**Document excerpt**:

────────

There have been many dance theater pieces inspired by pop artists, but few carry the sweeping emotional heft of Illinoise. Justin Peck’s dance production based on Sufjan’s Stevens’ critically acclaimed 2005 album is now receiving its New York City premiere at the Park Avenue Armory after buzzy runs at the Fisher Center at Bard and the Chicago Shakespeare Theater. If the rapturous audience response for this limited engagement is any indication, this won’t be its last stop.
The piece may not be everyone, for sure, and the notion of a Broadway transfer seems ill-advised. Stevens, after all, is not exactly a mainstream artist, and his unclassifiable music, which ranges from folk rock to chamber pop to experimental to well, pick your own label, hasn’t exactly topped the charts. And while Peck has devised a storyline of sorts in collaboration with playwright Jackie Sibblies Drury (Fairview, Marys Seacole), it’s amorphous at best, so loosely constructed that the expansive program includes context in the form of fictional diary entries by the characters, not that they’ll help much.

────────

**Records**:
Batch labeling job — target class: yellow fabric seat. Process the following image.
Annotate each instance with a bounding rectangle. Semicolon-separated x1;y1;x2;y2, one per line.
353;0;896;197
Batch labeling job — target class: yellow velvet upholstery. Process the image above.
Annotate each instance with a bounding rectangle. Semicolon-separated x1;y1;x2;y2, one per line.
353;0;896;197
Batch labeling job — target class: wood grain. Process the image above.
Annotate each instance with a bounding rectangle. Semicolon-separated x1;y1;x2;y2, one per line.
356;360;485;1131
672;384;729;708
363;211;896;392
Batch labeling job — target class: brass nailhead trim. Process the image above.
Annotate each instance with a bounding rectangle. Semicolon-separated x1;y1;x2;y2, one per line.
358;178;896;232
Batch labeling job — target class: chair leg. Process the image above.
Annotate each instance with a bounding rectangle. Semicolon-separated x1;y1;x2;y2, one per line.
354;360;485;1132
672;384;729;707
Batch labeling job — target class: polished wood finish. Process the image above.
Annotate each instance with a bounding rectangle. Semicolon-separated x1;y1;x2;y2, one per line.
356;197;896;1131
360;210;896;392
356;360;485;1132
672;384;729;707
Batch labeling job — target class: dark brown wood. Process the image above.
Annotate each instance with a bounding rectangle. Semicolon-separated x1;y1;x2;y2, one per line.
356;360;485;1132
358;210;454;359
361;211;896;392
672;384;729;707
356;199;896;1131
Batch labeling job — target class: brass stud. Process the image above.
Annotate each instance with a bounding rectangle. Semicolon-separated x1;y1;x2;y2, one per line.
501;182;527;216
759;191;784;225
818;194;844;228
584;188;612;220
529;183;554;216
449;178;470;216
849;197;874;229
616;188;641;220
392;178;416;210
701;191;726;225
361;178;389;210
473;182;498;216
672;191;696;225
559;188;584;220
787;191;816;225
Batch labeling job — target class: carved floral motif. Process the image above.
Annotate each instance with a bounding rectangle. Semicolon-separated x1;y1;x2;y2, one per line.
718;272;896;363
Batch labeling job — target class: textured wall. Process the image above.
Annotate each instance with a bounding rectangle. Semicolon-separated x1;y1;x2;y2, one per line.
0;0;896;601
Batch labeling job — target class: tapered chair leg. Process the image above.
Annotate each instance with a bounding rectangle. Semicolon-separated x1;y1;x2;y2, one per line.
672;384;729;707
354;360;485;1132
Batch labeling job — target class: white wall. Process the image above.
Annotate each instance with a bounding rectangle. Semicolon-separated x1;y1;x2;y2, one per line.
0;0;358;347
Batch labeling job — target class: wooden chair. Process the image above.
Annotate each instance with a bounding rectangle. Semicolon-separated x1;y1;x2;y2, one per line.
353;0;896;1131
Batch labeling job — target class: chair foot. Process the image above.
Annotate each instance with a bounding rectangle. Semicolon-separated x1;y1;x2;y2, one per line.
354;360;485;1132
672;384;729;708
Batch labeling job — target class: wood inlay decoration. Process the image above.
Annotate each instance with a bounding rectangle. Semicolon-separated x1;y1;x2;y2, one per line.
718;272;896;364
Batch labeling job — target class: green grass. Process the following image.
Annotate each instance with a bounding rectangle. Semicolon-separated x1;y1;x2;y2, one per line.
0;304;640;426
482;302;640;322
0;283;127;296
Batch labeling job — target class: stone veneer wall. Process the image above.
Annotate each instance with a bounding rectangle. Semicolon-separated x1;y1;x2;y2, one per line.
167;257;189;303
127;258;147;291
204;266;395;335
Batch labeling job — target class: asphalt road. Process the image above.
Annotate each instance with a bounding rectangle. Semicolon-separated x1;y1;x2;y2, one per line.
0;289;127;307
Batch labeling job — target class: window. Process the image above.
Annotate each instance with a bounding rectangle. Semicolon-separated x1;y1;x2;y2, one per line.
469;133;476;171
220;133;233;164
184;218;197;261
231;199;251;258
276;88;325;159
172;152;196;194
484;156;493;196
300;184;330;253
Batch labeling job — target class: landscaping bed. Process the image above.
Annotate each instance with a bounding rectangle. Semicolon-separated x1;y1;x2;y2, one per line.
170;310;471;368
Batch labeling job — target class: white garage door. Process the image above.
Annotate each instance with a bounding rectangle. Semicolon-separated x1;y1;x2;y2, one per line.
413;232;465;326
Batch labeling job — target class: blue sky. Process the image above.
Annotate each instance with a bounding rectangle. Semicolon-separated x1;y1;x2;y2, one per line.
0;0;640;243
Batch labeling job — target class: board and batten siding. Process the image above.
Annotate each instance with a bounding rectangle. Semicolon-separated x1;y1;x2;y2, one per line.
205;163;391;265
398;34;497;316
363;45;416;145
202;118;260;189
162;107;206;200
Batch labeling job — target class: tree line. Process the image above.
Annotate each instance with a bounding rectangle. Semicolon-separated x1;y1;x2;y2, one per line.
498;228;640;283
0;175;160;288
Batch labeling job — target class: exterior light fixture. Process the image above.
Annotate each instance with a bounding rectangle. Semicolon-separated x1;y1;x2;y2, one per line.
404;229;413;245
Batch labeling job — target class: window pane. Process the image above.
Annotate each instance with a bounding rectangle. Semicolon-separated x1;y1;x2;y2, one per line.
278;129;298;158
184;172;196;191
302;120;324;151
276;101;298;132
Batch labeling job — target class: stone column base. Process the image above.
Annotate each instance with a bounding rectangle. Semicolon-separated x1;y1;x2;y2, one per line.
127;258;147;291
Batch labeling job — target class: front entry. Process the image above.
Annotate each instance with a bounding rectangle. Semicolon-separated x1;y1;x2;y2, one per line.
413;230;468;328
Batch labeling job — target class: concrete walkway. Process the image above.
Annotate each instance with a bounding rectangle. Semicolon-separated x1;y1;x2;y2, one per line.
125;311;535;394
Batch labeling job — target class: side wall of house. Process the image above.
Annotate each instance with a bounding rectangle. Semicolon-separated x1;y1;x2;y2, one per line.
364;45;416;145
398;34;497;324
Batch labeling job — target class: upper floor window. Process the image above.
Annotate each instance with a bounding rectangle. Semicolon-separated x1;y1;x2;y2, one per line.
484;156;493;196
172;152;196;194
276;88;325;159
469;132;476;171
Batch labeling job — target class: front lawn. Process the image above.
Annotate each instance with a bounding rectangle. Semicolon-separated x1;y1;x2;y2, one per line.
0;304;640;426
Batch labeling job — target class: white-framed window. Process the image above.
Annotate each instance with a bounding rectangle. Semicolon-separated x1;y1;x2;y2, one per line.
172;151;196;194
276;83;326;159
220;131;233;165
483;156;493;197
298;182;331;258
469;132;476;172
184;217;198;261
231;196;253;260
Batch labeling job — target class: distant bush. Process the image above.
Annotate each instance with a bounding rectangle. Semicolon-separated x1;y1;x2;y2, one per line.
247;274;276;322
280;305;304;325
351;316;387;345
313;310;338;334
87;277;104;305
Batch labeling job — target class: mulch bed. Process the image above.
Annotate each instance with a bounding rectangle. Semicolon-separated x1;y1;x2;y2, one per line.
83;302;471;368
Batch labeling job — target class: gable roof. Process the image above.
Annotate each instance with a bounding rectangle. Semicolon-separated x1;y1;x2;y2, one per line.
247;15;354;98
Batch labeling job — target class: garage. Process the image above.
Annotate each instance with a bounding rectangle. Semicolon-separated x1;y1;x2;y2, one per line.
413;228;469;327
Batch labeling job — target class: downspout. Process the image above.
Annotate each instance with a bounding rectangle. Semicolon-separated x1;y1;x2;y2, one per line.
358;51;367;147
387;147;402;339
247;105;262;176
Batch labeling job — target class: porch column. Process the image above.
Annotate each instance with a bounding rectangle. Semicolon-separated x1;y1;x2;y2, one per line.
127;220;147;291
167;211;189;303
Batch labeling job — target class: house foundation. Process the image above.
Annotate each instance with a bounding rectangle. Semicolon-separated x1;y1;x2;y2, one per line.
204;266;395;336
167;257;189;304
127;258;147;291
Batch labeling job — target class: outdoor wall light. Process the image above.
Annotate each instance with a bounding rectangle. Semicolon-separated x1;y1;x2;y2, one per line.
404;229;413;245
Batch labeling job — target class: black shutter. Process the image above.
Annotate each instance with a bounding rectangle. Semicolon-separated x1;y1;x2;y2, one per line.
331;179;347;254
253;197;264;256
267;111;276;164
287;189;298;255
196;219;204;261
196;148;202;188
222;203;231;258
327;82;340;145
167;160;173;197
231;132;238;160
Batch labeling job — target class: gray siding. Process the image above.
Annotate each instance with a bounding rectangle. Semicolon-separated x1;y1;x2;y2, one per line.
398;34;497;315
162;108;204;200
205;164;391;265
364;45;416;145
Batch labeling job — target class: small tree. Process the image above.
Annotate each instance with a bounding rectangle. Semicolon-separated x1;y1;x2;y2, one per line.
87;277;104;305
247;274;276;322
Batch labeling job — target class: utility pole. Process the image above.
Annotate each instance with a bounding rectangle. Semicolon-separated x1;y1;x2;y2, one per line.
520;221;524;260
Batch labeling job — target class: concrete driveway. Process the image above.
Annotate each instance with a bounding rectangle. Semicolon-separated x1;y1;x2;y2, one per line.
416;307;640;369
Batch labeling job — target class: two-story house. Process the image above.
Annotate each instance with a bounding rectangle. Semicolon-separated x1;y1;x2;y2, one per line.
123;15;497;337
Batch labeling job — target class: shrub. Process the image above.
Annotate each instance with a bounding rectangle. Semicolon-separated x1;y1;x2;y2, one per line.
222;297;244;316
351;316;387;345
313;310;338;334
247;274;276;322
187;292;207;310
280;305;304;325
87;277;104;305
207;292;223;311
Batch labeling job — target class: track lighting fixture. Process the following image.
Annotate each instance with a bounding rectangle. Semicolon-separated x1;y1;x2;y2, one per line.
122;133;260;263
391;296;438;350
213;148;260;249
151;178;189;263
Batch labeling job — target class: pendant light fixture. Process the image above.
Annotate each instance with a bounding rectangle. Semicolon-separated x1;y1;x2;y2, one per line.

────────

**What to produce**:
Extract the passage of the Illinoise review above starting with "There have been" and going on through "its last stop.", copying it word for word.

**Written reply**:
There have been many dance theater pieces inspired by pop artists, but few carry the sweeping emotional heft of Illinoise. Justin Peck’s dance production based on Sufjan’s Stevens’ critically acclaimed 2005 album is now receiving its New York City premiere at the Park Avenue Armory after buzzy runs at the Fisher Center at Bard and the Chicago Shakespeare Theater. If the rapturous audience response for this limited engagement is any indication, this won’t be its last stop.